** Opening Reading passage block **

Fitch believes PPA may become more important to the government as it manages the impact of the Covid-19 pandemic on SOEs and NPLs nationwide. PPA’s policy role and regulations set a high barrier to entry to competitors and it will not be easily substituted in the short to medium term. However, the company’s limited activities in NPL management now restrains the overall socio-political implications assessment.
‘Moderate’ Financial Implications of Default: PPA is an important government-related entity (GRE) tasked with resolving distressed assets and SOEs. While bank restructuring or resolution falls under the purview of LPS, PPA is still integrated with the country’s banking and SOEs system. A default by PPA could have material implications for the state’s credibility. However, the company has only limited debt instruments issued in capital markets. Hence, we view that a default would have a moderate impact on the availability and cost of financing by the government and other GREs.
‘bbb(idn)’ Standalone Credit Profile (SCP): We assess PPA’s SCP at ‘bbb(idn)’, based on its ‘Midrange’ revenue defensibility, ‘Midrange’ operational risk and ‘Weaker’ financial profile, with a net debt/EBITDA ratio of 28.7x at end-2020.
‘Midrange’ Revenue Defensibility: The assessment reflects PPA’s diversified investments and limited competition in managing distressed SOEs, although management of the distressed SOEs is directed by the government. The company’s new businesses in NPL management and a special-situation fund may subsidise its policy activities and have a wider customer base. The assessment also reflects regular subsidies from the government to finance SOE restructuring and flexibility to charge investment fees for funding from third parties.
‘Midrange’ Operating Risk: The majority of PPA’s costs are market-based financial costs. At end-2020, most of PPA’s borrowings were bank loans with revolving and floating-rate structures, while 32% of borrowings were fixed-rate, bullet-structure bonds. Hence, PPA could require refinancing, with the nearest maturities being in 2021 and 2022 of IDR300 billion and IDR450 billion, respectively. The refinancing risk is mitigated by PPA’s established relationships with banks and access to capital markets. PPA currently has limited US-dollar borrowings, which are invested on US-dollar assets.
PPA’s resource-management risk is also assessed as ‘Midrange’. Funding is a crucial resource and PPA has strong banking relationships, particularly with state-owned banks, as well as a record of government support through capital injections. In addition, PPA has demonstrated adequate capital planning and liquidity management.

** Closing Reading passage block **

• [What needs to be done]: Copy word for word the part of the passage on PPA's credit assessment that runs from "PPA’s resource-management risk" up to and including "and liquidity management.".

** Opening Record excerpts block **

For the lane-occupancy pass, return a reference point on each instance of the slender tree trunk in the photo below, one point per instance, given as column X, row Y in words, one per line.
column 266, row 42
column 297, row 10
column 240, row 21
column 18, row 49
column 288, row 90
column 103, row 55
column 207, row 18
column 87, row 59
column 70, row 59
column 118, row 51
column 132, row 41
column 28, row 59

** Closing Record excerpts block **

• [Reply to the task]:
PPA’s resource-management risk is also assessed as ‘Midrange’. Funding is a crucial resource and PPA has strong banking relationships, particularly with state-owned banks, as well as a record of government support through capital injections. In addition, PPA has demonstrated adequate capital planning and liquidity management.